» **AIM**: Copy the listing from the line containing "In the photo above, where can the ceiling" through the end, swapping "shirt collar" for "jacket collar" and leaving everything else unchanged.

» **Stored entries**:
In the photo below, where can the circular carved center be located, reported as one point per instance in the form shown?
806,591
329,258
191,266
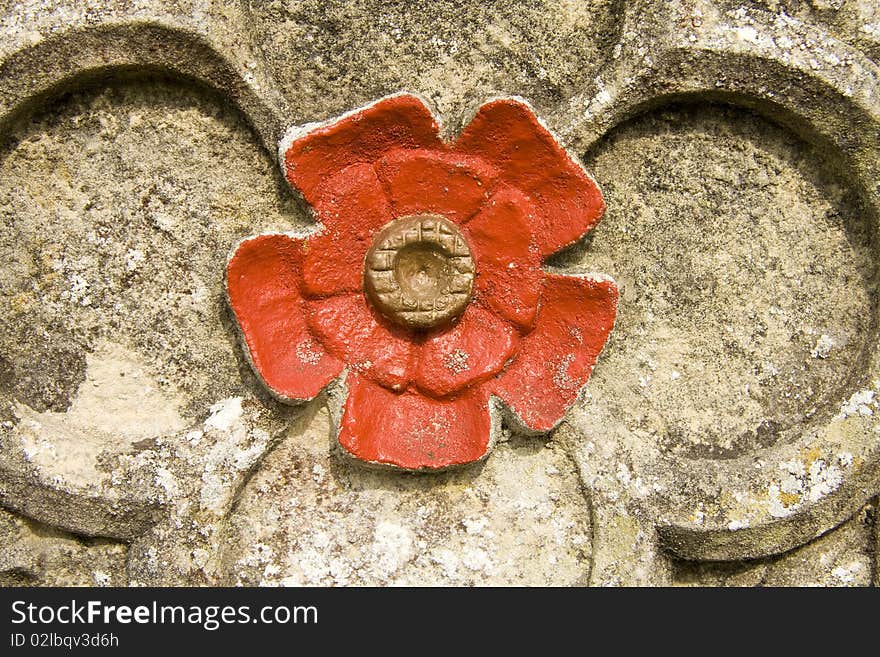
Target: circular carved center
419,271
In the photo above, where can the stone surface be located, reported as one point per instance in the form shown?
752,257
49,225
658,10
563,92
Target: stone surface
728,435
419,272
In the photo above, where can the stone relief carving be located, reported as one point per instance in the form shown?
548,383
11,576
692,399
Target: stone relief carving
728,433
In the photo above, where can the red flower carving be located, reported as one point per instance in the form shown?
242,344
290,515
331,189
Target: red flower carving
417,399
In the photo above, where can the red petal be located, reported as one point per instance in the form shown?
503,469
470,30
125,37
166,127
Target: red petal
449,184
508,270
362,136
262,281
352,206
412,431
555,360
568,202
349,329
473,350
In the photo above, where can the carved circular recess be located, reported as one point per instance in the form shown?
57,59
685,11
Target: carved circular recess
419,272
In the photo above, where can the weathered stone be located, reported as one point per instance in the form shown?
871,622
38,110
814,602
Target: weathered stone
728,434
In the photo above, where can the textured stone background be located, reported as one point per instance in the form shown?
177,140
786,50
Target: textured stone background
744,254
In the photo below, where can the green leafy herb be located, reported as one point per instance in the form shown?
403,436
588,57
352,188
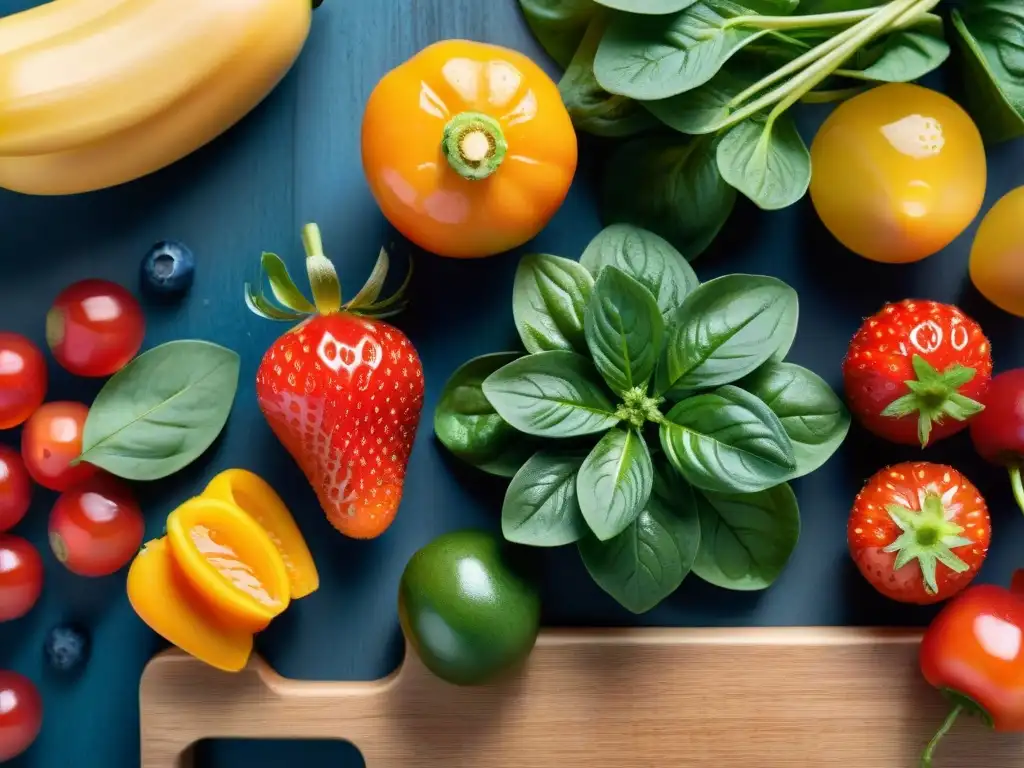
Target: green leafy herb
551,394
467,424
747,540
549,300
541,508
162,411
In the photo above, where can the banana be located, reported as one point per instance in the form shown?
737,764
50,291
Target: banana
121,88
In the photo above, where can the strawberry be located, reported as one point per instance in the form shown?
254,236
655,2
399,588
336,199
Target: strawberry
916,371
342,390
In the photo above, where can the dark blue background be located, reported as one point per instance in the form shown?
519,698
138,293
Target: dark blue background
296,159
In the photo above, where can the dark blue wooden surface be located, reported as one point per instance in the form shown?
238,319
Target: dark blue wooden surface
296,159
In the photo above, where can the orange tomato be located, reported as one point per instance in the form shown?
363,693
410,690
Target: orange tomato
468,148
898,173
996,268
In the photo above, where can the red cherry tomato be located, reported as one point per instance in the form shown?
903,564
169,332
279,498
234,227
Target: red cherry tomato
94,328
20,714
20,579
23,379
50,440
15,488
96,527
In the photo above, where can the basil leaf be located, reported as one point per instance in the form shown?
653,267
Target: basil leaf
159,413
624,330
614,482
549,300
647,258
727,440
670,185
559,25
646,562
647,57
725,330
591,108
811,413
767,161
467,424
551,394
747,539
991,36
541,508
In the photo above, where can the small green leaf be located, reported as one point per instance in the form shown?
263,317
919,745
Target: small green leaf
541,508
647,258
747,539
624,330
551,394
649,559
614,482
549,301
727,440
468,425
767,161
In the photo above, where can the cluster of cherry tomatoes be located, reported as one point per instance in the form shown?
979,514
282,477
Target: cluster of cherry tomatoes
93,329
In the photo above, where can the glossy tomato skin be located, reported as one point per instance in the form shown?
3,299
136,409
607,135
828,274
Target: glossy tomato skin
96,527
20,577
996,267
23,379
50,440
974,647
94,328
22,715
15,488
871,528
899,172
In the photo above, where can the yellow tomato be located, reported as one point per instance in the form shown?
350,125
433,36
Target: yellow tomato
898,173
997,254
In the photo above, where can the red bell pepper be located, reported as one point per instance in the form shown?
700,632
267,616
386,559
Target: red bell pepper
974,653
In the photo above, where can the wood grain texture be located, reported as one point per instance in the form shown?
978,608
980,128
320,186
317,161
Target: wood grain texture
780,697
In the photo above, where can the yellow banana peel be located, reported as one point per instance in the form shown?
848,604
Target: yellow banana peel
94,93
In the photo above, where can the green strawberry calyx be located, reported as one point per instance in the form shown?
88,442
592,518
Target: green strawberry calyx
934,395
928,537
290,304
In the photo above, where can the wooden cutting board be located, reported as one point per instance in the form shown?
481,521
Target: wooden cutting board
764,697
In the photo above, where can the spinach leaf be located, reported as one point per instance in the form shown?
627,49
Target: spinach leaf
670,185
647,258
646,562
614,482
747,539
812,414
468,425
559,25
991,36
549,300
624,330
541,508
592,109
727,440
159,413
767,161
647,57
725,330
551,394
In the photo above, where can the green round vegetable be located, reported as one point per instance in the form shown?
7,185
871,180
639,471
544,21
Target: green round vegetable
466,609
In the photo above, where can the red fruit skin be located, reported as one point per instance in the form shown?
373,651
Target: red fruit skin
997,432
870,529
974,646
879,363
344,395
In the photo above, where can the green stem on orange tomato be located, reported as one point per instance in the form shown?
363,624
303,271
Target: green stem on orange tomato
926,759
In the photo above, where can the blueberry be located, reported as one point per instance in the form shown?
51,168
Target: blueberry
67,647
169,267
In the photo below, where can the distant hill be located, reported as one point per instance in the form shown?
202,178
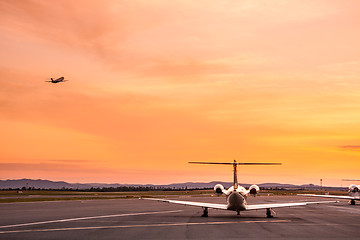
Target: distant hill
46,184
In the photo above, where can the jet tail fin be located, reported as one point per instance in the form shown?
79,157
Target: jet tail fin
235,167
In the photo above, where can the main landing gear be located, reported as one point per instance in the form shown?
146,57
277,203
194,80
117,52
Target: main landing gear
269,213
205,213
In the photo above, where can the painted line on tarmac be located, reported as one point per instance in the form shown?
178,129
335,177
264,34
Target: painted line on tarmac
145,225
86,218
349,209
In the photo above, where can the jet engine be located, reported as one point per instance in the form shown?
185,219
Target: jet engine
353,188
219,189
254,189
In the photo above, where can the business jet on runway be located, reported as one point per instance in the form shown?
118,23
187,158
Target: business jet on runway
60,79
354,193
236,196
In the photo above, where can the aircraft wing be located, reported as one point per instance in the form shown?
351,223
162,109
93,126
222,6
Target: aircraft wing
279,205
188,203
330,196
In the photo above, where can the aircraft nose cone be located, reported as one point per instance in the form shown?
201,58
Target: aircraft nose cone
236,202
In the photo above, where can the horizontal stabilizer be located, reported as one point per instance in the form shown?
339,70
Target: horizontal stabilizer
236,163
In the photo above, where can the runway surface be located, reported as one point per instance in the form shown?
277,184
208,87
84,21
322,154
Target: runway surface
143,219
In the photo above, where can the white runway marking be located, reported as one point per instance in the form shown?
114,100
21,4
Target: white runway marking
85,218
349,209
145,225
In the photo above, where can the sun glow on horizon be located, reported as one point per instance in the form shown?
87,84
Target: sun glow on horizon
153,85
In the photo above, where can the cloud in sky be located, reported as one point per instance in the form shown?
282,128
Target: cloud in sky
179,80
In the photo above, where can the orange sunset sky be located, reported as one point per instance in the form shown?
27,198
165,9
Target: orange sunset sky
155,84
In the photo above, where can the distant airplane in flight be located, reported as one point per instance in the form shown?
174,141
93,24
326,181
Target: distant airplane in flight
354,193
236,196
61,79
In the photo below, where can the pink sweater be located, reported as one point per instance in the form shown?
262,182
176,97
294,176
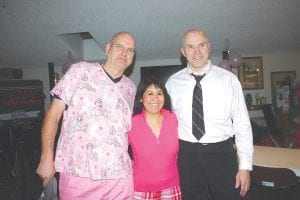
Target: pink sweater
155,159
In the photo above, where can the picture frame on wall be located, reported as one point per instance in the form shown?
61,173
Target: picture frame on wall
250,73
281,85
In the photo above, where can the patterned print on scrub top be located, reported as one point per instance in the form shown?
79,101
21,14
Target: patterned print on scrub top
93,139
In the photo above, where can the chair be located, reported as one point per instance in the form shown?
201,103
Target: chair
269,183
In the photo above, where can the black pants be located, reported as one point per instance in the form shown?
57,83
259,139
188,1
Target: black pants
208,170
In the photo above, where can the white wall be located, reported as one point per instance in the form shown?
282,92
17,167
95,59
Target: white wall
271,63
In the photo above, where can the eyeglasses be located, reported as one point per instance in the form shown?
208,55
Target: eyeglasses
201,45
123,48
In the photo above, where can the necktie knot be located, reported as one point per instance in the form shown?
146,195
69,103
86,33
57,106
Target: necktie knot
198,78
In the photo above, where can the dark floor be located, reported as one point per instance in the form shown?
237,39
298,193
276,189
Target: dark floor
28,188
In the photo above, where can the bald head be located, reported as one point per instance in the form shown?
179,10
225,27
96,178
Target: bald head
119,34
193,31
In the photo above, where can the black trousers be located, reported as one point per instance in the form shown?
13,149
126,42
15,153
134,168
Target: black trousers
208,170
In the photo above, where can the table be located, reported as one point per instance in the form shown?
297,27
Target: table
277,157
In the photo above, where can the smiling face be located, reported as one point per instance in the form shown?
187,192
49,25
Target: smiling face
120,53
153,100
195,48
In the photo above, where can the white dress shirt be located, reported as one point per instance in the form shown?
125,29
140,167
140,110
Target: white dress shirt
224,108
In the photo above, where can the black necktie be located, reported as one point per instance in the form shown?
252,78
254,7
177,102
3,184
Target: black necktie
197,117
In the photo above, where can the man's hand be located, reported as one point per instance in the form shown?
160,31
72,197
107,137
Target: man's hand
46,170
243,181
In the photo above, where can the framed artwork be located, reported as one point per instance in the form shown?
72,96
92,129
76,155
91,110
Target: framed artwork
281,84
251,73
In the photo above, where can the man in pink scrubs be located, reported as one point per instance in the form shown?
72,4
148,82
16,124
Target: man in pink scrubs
96,104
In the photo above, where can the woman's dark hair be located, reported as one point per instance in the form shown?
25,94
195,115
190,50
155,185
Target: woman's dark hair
142,87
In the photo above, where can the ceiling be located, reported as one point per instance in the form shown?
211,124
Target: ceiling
35,32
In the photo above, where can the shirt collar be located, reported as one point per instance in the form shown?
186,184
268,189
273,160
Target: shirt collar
206,69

» **COMPLETED TASK**:
In the photo above, where can the ceiling be located, reported as one point per instance in the form shown?
211,124
Target: ceiling
35,32
In the photo above, where can the jacket collar be located, reported as one point per instance in the form shown?
186,184
268,189
273,160
Target: jacket collar
206,69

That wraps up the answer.